● Passage to read
((
In lieu of the forty or fifty years of life that should have remained to Howard, a plaque was put up in St John’s, Lewisham. It is below the stained-glass window that Albert Alfred gave in memory of Sophia, who had died when Howard, her youngest child, was not yet five.
The area has changed a good deal since Albert Alfred’s and the Simsons’ day. The jolly, down-to-earth female vicar, who unlocked the church for me one day in the 1990s, said that she had never known why the mem orials were there and was glad to hear about them – it would be something to tell her Sunday school.
‘Their name liveth for evermore.’
But of course it doesn’t. Which is why I have tried to summon back from the very edge of oblivion one dutiful First Lieutenant among innumerable others, a greatuncle dead on the frontier of France long before I was born and who, for most of my childhood, I never even knew had existed.
Part IV
MAUD: 1902–1939
Chapter XV
MAUD’S SECRET GARDEN
But why was Maud Tindall working in a French hospital?
A great many British women nursed in France during the Great War. Those who, like Blanche’s grumpy little sister Mab, were qualified nurses were obvious candidates for full-time paid service: Mab was sent, as a Queen Alexandra military nurse, to a British hospital behind the lines, from where she twice had to be invalided home with pneumonia. But many girls from comfortable middle- and upper-class homes, and therefore with no necessity (as it was then perceived) to work for their living, went out to France and Belgium as unpaid VADs nursing in field hospitals.
I had thought that Maud might be one of these. But the Hôpital Léon Blanc, at Aix-les-Bains, south of Geneva, which is where Bertie and Blanche’s letters were addressed, was far from the British Front. In fact the town (‘Aches and Pains’ to soldiers) was one where battle-fatigued Allied troops were sent by train for rest and respite. In the hospital, wounded French soldiers were nursed by the French Red Cross, which at that time consisted of three voluntary organisations loosely under one umbrella, including the all-female Association des Dames Françaises.
How did Maud come to join this Association? The crumbs of information on her life that have survived are few, but significant.
))
Stored records
((
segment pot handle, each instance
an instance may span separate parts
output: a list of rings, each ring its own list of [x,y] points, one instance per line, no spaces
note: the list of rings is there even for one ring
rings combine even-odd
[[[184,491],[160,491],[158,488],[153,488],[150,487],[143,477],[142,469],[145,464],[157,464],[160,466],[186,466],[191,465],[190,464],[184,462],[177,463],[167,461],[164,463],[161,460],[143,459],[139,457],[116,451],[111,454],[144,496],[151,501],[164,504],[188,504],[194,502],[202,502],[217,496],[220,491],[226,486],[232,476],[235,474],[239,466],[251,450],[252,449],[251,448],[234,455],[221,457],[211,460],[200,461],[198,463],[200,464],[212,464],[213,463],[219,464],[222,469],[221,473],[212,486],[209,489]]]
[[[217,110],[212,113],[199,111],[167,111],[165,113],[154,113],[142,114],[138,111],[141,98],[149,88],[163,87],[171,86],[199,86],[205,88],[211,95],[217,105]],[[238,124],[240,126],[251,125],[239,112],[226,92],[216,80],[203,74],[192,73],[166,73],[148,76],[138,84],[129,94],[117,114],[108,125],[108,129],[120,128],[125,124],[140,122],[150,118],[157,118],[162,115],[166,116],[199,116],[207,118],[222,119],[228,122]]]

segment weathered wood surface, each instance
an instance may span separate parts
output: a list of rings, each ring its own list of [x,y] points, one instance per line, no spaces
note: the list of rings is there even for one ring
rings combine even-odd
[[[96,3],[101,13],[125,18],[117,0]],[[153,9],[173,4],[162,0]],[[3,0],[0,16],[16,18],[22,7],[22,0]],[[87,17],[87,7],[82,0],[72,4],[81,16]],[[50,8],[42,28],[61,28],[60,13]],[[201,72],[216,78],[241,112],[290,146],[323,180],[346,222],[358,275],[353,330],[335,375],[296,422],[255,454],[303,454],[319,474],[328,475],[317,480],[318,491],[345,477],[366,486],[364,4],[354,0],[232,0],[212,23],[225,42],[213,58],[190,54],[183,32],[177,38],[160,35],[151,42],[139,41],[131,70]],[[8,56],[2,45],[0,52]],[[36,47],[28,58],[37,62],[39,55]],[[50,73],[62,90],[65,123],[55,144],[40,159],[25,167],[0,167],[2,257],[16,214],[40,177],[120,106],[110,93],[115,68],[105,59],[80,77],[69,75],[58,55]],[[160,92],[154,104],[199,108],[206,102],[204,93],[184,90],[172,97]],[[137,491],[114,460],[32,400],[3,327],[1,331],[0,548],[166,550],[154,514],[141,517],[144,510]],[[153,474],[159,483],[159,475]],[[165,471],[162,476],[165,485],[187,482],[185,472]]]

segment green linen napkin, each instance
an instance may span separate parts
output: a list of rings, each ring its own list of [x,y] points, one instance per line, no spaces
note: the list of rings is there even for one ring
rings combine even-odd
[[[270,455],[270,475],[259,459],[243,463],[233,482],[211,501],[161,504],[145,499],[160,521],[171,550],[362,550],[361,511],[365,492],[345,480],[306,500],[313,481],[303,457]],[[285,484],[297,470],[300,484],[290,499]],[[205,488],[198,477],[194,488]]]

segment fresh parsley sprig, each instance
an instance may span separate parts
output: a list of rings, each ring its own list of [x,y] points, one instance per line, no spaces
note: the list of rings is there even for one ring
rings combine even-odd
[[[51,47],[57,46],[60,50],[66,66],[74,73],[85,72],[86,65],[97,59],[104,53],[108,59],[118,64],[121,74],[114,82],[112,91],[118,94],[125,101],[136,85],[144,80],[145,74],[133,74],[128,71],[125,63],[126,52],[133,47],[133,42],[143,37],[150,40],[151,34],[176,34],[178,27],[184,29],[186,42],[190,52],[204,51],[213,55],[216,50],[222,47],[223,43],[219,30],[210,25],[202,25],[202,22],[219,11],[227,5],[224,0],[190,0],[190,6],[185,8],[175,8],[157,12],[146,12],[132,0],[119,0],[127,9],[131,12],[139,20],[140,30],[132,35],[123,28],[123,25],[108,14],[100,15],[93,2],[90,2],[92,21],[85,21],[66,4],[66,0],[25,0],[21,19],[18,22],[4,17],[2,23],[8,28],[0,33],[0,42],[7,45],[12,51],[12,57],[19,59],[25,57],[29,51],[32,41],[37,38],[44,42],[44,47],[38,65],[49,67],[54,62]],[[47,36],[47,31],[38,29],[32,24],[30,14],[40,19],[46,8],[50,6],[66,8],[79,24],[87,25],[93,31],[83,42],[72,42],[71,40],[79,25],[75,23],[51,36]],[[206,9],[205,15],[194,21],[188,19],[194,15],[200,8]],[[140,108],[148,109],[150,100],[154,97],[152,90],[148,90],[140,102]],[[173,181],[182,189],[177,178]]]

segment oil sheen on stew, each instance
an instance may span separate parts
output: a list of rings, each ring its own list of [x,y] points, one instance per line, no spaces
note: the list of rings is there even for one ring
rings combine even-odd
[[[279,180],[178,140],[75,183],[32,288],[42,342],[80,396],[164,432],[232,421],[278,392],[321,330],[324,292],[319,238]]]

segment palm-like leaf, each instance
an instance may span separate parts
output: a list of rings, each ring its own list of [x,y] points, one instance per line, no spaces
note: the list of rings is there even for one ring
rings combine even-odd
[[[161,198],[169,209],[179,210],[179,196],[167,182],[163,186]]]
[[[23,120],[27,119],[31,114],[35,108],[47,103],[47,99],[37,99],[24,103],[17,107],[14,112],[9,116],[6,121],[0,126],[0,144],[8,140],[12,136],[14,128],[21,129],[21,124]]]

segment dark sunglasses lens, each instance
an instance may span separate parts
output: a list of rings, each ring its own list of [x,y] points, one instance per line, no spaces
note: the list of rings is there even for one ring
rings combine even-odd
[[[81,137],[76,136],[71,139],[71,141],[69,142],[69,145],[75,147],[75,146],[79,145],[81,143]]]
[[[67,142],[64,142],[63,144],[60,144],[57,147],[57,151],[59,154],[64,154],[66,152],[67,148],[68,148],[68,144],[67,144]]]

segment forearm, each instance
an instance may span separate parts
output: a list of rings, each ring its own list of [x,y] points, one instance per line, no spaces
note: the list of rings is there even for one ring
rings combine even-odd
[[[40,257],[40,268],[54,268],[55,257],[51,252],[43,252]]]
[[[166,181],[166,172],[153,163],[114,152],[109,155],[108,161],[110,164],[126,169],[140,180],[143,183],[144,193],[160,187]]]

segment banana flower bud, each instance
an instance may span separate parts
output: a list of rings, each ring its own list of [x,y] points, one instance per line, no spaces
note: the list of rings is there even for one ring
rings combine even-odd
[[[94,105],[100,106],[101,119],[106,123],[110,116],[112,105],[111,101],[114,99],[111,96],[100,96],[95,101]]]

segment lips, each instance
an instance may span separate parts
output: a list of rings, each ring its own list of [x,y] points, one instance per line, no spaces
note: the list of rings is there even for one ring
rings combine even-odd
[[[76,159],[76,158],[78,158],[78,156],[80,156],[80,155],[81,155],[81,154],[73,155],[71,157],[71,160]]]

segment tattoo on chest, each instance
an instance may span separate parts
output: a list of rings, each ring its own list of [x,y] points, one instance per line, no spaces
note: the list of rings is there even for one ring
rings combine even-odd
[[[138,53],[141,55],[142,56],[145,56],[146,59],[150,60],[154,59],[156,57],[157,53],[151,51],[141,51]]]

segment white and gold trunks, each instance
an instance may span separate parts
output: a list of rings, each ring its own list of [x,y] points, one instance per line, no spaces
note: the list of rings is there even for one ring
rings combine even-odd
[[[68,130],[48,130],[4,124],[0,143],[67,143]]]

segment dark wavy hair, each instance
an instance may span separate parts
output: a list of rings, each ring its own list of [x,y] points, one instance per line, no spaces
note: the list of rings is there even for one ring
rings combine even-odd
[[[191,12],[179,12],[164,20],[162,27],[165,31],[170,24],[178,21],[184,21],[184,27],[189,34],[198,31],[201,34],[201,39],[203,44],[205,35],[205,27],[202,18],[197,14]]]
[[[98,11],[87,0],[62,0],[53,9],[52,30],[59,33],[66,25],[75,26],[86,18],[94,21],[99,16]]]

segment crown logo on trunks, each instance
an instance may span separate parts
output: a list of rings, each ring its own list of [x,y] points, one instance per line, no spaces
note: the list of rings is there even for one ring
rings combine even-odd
))
● Work order 1
Transcribe the family history passage word for word from "I had thought" to "des Dames Françaises.".
● Work order 2
Pick up the family history passage after its final sentence and keep writing it.

● Task output 1
I had thought that Maud might be one of these. But the Hôpital Léon Blanc, at Aix-les-Bains, south of Geneva, which is where Bertie and Blanche’s letters were addressed, was far from the British Front. In fact the town (‘Aches and Pains’ to soldiers) was one where battle-fatigued Allied troops were sent by train for rest and respite. In the hospital, wounded French soldiers were nursed by the French Red Cross, which at that time consisted of three voluntary organisations loosely under one umbrella, including the all-female Association des Dames Françaises.

● Task output 2
Maud, like Bertie and Howard but unlike the assertive May, is said to have been bullied by their father, Albert Alfred, and therefore to have become shy and secretive. It cannot have helped that she had been the sick child who was indirectly responsible for her mother’s death in Hastings. As a young woman Maud was still perceived by the family to be ‘delicate’. She had abundant and pretty hair and full lips, but her face was a little heavy and pensive for the taste of the times. Her niece wrote, long after her death: ‘She became a silent spinster … She sometimes took charge of the house when our parents were away and spent her time trying to stop us from doing anything and everything in case we damaged ourselves or the house.’
As in many families of that era, a faint story persisted that Maud had remained unmarried because she had lost a beloved Someone in the War. But there may have been an overlay here of her feelings for her dead younger brother: she had always been close to Howard, who had been a small boy when their mother died. Maud was not really one of those girls whose potential husbands disappeared into the mud of Ypres and the Somme, for she was approaching forty by the time the War was over: her state of spinster-designate must have been evident already by 1914. A good many late-Victorian and Edwardian daughters of upper middle-class families did not readily find husbands in the way their mothers and grandmothers had done, largely because standards of living had risen and bringing up a family of suitably educated children was now perceived as costly. As a result, men of the same social level were expected to delay marriage till they were financially secure. This meant in practice that many men did not marry till late in their thirties or beyond, by which time they were apt to choose women significantly younger than themselves. So a faultline appeared in marital supply and demand, which carried on from one decade to another. Left behind each time was a cohort of women living lives essentially without a purpose. To be, like the younger Jacob daughters, unmarried and unprovided for was perhaps a worse fate; but to be dependent, however comfortably, on family money, and to have no recognised role in the world beyond being a lady, must have brought its own obscure distress.
The Great War evidently gave Maud four years of intense employment. Once it was over she spent long periods with her married sister May. The convention of the time was that a sister-in-law ‘counted’ as a sister to the husband too, and so could share his household with total respectability. Even if May had died an untimely death, under the Church law then prevailing Arthur Giles, May’s husband, could not have married Maud. Therefore, the unspoken looking-glass logic went, there could be no impropriety in a domestic threesome.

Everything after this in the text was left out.